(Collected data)
Segment Open
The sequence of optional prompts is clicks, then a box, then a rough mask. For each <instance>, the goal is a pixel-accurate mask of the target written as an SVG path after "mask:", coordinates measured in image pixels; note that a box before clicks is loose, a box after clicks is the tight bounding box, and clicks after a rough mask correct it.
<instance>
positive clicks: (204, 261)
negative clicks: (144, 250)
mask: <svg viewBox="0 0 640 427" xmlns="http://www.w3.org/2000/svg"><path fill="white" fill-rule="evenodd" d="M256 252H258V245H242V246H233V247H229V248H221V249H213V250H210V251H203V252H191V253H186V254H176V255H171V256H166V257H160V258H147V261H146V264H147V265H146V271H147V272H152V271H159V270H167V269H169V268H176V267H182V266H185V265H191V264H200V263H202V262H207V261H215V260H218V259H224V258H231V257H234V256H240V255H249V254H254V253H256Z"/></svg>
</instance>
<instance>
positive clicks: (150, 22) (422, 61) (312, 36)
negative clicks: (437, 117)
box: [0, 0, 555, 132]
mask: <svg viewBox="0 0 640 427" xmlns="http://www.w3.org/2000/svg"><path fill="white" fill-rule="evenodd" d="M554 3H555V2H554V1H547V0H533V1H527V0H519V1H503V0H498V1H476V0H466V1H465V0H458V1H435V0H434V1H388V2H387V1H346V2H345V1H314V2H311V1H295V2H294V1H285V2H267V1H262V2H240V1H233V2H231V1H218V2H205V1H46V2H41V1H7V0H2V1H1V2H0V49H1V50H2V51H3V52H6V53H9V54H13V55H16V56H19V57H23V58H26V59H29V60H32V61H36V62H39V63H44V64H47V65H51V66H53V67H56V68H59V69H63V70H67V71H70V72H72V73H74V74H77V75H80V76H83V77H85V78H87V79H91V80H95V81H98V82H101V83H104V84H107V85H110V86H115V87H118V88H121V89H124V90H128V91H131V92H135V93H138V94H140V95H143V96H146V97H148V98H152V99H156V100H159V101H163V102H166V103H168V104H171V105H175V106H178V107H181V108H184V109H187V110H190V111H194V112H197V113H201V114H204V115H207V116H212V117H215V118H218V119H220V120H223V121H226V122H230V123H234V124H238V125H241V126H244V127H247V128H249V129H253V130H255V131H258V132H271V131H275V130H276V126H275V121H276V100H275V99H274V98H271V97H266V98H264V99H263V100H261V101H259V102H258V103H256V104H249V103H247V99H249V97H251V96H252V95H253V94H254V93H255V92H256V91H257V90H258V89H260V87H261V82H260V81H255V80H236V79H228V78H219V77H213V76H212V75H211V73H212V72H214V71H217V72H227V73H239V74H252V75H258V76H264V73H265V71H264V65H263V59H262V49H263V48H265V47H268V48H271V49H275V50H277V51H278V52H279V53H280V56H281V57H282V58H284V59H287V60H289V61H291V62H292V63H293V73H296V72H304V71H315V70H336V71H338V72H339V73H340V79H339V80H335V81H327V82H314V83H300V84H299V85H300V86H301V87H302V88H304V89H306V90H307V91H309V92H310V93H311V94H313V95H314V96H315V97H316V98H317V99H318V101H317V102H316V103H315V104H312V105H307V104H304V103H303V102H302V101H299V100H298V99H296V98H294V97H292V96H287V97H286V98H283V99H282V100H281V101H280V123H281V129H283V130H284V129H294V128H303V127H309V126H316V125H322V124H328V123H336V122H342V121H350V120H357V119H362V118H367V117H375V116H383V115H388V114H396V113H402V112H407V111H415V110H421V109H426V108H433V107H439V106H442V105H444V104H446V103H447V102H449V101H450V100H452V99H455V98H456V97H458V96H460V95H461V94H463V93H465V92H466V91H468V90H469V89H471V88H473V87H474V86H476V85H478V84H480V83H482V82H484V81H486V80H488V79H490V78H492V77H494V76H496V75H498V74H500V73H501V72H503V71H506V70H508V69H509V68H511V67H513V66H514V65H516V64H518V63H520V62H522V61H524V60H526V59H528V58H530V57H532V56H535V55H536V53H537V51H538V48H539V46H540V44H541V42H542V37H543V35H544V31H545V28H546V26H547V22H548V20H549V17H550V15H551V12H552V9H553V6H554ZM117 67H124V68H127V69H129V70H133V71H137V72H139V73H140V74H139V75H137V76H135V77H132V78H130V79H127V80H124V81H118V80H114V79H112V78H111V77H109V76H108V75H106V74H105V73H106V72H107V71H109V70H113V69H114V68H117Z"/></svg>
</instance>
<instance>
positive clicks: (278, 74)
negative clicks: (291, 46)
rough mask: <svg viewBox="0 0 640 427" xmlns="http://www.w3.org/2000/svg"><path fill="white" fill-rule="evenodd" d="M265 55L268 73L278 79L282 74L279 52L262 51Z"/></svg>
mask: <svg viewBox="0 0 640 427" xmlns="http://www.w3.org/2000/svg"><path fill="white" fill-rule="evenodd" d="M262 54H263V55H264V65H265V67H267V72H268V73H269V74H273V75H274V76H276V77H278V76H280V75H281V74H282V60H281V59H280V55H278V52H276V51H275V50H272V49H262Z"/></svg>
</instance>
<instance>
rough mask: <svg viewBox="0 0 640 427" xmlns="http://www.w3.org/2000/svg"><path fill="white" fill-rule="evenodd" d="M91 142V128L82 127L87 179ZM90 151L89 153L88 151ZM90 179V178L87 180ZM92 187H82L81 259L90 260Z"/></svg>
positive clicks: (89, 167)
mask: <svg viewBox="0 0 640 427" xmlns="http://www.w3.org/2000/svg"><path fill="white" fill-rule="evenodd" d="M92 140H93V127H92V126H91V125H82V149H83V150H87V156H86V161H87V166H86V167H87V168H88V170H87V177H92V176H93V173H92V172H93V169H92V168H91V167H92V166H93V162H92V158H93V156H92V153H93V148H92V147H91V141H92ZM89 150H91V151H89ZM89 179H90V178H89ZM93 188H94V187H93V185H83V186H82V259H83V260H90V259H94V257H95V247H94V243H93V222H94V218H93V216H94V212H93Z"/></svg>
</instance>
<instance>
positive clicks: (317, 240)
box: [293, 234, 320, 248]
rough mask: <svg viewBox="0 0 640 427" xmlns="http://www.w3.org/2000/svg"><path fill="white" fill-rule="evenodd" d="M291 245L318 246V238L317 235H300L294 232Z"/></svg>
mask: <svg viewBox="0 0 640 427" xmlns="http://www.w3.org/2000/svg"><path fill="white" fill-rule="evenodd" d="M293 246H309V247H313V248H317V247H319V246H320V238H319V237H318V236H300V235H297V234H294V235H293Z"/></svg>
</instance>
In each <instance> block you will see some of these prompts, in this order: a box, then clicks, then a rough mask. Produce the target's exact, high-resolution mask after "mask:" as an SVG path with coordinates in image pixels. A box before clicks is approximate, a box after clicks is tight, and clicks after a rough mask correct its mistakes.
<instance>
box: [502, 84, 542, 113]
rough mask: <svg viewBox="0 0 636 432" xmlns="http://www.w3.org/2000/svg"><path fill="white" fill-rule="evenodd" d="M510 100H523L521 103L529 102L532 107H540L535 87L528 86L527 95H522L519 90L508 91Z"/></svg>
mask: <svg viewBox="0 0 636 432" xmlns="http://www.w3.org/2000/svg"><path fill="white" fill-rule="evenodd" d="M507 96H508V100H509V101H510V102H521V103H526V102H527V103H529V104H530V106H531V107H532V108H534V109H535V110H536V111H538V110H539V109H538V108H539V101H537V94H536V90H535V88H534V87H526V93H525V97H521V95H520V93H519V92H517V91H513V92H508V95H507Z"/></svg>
Segment Closed
■ Work to complete: Scan the records above for the lines holding "positive clicks: (89, 167)" and "box: [293, 234, 320, 248]". Transcribe those two and every line between them word for word, and no others.

■ Problem solution:
positive clicks: (89, 167)
mask: <svg viewBox="0 0 640 427" xmlns="http://www.w3.org/2000/svg"><path fill="white" fill-rule="evenodd" d="M92 140H93V127H92V126H91V125H82V149H83V150H87V156H86V161H87V166H86V167H87V168H88V170H87V177H92V176H93V173H92V172H93V169H92V168H91V167H92V166H93V162H92V158H93V156H92V153H93V148H92V147H91V141H92ZM89 150H91V151H89ZM89 179H90V178H89ZM93 188H94V187H93V185H83V186H82V259H83V260H90V259H94V257H95V247H94V243H93V222H94V218H93V216H94V212H93Z"/></svg>
</instance>
<instance>
positive clicks: (317, 240)
box: [293, 234, 320, 248]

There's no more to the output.